» Extracted text:
++++

Interview with Annie Leibovitz in Fashion Flash Magazine for her first exhibition at Govinda Gallery in 1984
Photographer Annie Leibovitz and Govinda Gallery Director Chris Murray, Govinda Gallery, 1984. Copyright ©The Govinda Gallery Archives. All Rights Reserved.
Annie Leibovitz: Under The Surface
An Interview by Douglas Clegg for Fashion Flash Magazine
December 1984
Annie Leibovitz glances about the Govinda Gallery in Georgetown, her framed celebrity portraits blanketing the floor. She and gallery owner Chris Murray have spent most of the afternoon conferring on the best arrangement of the pictures. “It’s amusing to me to see this stuff together,” Annie says, “it takes on a life of its own that I could not have predicted. I like looking at a group of them together, and I think that’s when they become strong and interesting… I would hope that as time passes you’d be able to look at the pictures and get a sense or feel for a time or my lifetime. Through fashion or style, even.” Beginning in 1970, Annie Leibovitz went to work for Rolling Stone magazine, and by 1973 was their chief photographer. More recently, she has become the photographer for the revived Vanity Fair magazine. She is the photo-iconographer of rock and roll, of sports, politics and pop. Annie’s show at the Govinda Gallery is drawn from work over the past five years. It includes her Olympic athlete studies of Carl Lewis and Mary Decker, her recent portrait of artist David Hockney, Better Midler on an endless bed of roses, Meryle Streep tugging at a latex facial mask, James Taylor and Carly Simon horsing around on Martha’s Vineyard, and a very muddy Lauren Hutton. Our interview took place in the gallery’s office, with Rodney Dangerfield and the Who looking on from their frames. Annie talked about cores and surfaces in relation to her work, and injected a good deal of humor and self depreciation when she felt that she was getting too serious.

++++

» Records for outline labeling:
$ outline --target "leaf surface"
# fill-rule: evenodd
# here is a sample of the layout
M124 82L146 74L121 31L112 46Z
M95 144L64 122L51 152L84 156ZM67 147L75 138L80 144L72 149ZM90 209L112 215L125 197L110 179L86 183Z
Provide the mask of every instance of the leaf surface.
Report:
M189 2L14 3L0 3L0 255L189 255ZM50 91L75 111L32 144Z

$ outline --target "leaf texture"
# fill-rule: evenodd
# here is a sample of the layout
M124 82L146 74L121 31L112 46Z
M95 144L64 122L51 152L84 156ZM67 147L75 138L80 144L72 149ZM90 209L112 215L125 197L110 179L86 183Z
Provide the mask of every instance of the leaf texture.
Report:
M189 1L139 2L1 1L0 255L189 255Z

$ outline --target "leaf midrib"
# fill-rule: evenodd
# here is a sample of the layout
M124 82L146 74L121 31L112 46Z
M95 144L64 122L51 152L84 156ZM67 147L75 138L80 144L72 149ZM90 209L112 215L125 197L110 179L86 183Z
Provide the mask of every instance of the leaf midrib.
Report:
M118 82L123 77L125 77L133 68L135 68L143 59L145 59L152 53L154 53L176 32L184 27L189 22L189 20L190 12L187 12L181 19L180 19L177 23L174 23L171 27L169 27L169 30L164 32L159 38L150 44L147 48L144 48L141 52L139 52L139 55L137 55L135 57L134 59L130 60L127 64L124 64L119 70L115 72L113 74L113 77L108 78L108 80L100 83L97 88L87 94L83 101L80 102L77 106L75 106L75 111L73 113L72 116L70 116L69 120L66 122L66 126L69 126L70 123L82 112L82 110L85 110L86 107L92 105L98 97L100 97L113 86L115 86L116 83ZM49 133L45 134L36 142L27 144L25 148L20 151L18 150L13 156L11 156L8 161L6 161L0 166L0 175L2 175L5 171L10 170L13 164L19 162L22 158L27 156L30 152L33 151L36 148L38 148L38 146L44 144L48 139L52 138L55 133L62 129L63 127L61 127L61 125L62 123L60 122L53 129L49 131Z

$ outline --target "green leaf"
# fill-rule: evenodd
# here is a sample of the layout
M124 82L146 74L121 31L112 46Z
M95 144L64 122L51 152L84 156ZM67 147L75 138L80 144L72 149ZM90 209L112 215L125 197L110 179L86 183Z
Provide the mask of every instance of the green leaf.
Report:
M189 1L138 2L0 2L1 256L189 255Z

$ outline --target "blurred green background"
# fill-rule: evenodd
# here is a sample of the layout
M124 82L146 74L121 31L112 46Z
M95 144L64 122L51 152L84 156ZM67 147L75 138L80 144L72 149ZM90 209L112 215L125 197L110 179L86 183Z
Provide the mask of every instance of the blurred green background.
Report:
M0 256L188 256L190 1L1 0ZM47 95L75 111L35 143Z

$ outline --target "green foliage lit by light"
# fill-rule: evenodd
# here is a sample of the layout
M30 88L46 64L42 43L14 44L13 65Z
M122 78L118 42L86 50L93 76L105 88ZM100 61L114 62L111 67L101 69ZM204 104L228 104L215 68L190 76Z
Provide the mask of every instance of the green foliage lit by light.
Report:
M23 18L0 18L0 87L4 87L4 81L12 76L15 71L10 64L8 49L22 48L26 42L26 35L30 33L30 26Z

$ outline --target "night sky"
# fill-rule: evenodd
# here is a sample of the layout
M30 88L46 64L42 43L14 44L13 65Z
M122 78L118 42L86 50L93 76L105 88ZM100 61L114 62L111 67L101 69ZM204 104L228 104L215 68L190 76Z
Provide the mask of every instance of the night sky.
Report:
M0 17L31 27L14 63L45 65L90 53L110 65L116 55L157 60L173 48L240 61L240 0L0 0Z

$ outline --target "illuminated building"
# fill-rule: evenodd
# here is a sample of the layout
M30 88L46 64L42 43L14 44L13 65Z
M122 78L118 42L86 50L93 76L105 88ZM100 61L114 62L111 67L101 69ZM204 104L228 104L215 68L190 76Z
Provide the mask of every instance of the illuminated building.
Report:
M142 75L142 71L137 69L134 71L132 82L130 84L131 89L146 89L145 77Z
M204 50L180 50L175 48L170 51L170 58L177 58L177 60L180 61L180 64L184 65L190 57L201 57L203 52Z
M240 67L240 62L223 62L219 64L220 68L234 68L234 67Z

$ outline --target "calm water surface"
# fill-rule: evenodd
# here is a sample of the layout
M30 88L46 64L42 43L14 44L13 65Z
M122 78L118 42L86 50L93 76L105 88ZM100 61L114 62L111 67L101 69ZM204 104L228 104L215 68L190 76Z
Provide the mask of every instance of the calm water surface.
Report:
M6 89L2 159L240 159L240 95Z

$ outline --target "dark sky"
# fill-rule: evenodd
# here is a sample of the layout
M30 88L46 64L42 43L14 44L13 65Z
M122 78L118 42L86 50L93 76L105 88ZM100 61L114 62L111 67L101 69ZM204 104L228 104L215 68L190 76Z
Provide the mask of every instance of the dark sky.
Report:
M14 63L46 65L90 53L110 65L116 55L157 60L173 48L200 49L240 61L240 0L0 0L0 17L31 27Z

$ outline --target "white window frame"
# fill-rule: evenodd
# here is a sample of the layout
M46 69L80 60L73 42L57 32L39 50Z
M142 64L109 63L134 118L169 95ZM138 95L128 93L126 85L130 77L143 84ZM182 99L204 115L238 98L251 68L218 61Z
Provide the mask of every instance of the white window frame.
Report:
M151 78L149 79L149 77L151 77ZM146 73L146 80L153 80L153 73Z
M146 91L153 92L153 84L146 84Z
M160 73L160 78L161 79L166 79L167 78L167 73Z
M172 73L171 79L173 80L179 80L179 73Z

++++

» Exercises to complete:
a) Summarize the Annie Leibovitz interview in two sentences.
b) Duplicate the passage of the Annie Leibovitz interview between "Interview with Annie" and "All Rights Reserved.", inclusive.
These entries were drawn from a different source than the Annie Leibovitz interview.

» The answers:
a) Annie Leibovitz, who began working for Rolling Stone in 1970 and was its chief photographer by 1973, spent an afternoon with gallery owner Chris Murray arranging her framed celebrity portraits at the Govinda Gallery in Georgetown. The show draws on her work from the past five years, and in the interview she talked about cores and surfaces in her work, adding a good deal of humor when she felt she was getting too serious.

b)
Interview with Annie Leibovitz in Fashion Flash Magazine for her first exhibition at Govinda Gallery in 1984
Photographer Annie Leibovitz and Govinda Gallery Director Chris Murray, Govinda Gallery, 1984. Copyright ©The Govinda Gallery Archives. All Rights Reserved.